- **WORK REQUIRED**:
Turn the lines of the data below into a JSON list of strings, one string per line with blank lines left out, starting with the line that contains "Which spot sits on each instance of the castle tower" and going on through the line that contains "x=335 y=208". Leave the pictures out of the list.

- **Records pointing to named objects**:

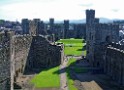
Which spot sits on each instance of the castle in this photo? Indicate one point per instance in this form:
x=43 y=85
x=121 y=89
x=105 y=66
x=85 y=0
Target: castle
x=102 y=48
x=25 y=54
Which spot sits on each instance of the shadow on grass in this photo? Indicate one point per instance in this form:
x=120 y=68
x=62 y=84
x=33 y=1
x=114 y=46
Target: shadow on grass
x=83 y=49
x=103 y=81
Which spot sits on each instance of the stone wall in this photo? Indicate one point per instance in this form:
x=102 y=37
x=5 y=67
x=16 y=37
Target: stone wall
x=5 y=60
x=114 y=62
x=34 y=53
x=21 y=46
x=43 y=55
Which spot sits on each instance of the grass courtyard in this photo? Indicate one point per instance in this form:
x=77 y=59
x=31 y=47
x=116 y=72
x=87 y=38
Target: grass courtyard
x=47 y=78
x=73 y=46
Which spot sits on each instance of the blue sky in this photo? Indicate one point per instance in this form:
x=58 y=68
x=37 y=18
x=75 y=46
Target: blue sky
x=59 y=9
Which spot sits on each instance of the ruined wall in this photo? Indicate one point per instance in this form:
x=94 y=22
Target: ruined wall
x=114 y=62
x=21 y=47
x=33 y=53
x=42 y=54
x=5 y=61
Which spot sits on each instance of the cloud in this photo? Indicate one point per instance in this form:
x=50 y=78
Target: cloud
x=60 y=9
x=115 y=10
x=86 y=5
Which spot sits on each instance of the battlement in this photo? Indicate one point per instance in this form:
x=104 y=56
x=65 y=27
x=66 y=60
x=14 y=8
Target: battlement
x=116 y=46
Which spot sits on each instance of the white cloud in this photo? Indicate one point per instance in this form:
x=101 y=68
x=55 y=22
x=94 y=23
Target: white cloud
x=61 y=9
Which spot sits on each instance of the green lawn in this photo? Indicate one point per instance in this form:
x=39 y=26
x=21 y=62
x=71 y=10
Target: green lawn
x=47 y=79
x=71 y=86
x=73 y=46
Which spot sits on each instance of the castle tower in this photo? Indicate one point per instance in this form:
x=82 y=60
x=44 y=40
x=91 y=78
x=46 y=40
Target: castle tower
x=90 y=16
x=25 y=26
x=66 y=28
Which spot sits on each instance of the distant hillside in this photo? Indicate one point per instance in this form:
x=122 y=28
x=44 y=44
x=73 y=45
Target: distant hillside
x=102 y=20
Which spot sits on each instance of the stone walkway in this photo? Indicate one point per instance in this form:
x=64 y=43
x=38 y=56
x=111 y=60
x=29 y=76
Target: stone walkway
x=63 y=80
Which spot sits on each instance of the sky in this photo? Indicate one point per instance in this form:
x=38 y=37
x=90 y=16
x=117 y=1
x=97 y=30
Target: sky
x=60 y=9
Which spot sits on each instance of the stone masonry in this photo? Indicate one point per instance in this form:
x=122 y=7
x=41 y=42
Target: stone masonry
x=101 y=52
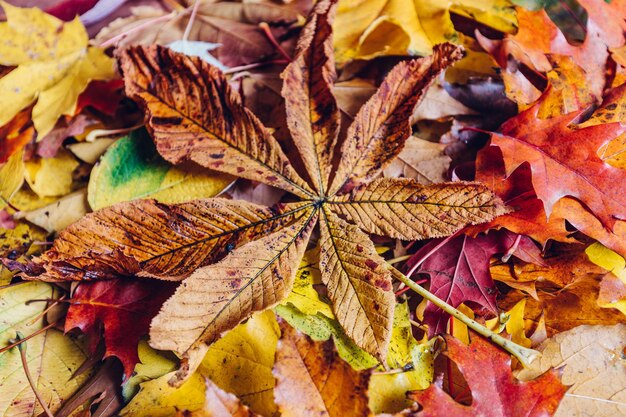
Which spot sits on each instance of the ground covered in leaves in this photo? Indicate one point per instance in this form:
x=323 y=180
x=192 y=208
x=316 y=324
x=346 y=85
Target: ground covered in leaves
x=335 y=208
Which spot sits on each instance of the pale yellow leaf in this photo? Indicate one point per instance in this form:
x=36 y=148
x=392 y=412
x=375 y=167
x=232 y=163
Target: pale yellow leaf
x=54 y=65
x=43 y=352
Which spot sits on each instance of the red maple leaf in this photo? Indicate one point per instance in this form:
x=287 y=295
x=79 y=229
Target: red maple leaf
x=124 y=308
x=495 y=392
x=459 y=270
x=564 y=161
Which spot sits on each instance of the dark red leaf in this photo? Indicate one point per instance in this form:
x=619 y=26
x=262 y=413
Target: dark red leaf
x=124 y=307
x=495 y=392
x=459 y=270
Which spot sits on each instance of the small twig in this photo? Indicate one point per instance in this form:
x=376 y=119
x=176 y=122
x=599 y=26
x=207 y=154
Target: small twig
x=97 y=133
x=145 y=24
x=399 y=259
x=449 y=364
x=50 y=307
x=418 y=325
x=22 y=348
x=270 y=37
x=524 y=355
x=405 y=289
x=30 y=336
x=254 y=65
x=192 y=19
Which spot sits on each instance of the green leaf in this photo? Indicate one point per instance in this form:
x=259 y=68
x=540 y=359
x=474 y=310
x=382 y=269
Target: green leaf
x=131 y=168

- **TASK ANSWER**:
[
  "Which spot sits on each instance of the castle tower in this photo? Indicate one point per instance in this form:",
  "x=82 y=60",
  "x=44 y=40",
  "x=91 y=78",
  "x=46 y=40",
  "Target: castle tower",
  "x=90 y=16",
  "x=25 y=26",
  "x=66 y=28",
  "Which spot sits on each instance of the distant hillside in this photo? Indicate one point per instance in this form:",
  "x=122 y=28",
  "x=44 y=44",
  "x=73 y=45",
  "Target: distant hillside",
  "x=102 y=20",
  "Which spot sits on each instance of the stone walkway in this photo? Indicate one point per instance in this form:",
  "x=64 y=43",
  "x=38 y=56",
  "x=111 y=60",
  "x=29 y=76",
  "Target: stone walkway",
  "x=63 y=80",
  "Which spot sits on each instance of the sky in this photo? Indicate one point per instance in this form:",
  "x=38 y=37",
  "x=90 y=16",
  "x=117 y=1",
  "x=97 y=30",
  "Target: sky",
  "x=60 y=9",
  "Which spot sits on each instance of the stone masonry in this photo? Indicate one point per instance in this form:",
  "x=122 y=7",
  "x=41 y=42",
  "Target: stone masonry",
  "x=101 y=52",
  "Which spot sits on each instance of the ground covered in leaves in this photo? Indicate one point per instance in this form:",
  "x=323 y=180",
  "x=192 y=208",
  "x=316 y=324",
  "x=346 y=85",
  "Target: ground covered in leaves",
  "x=335 y=208"
]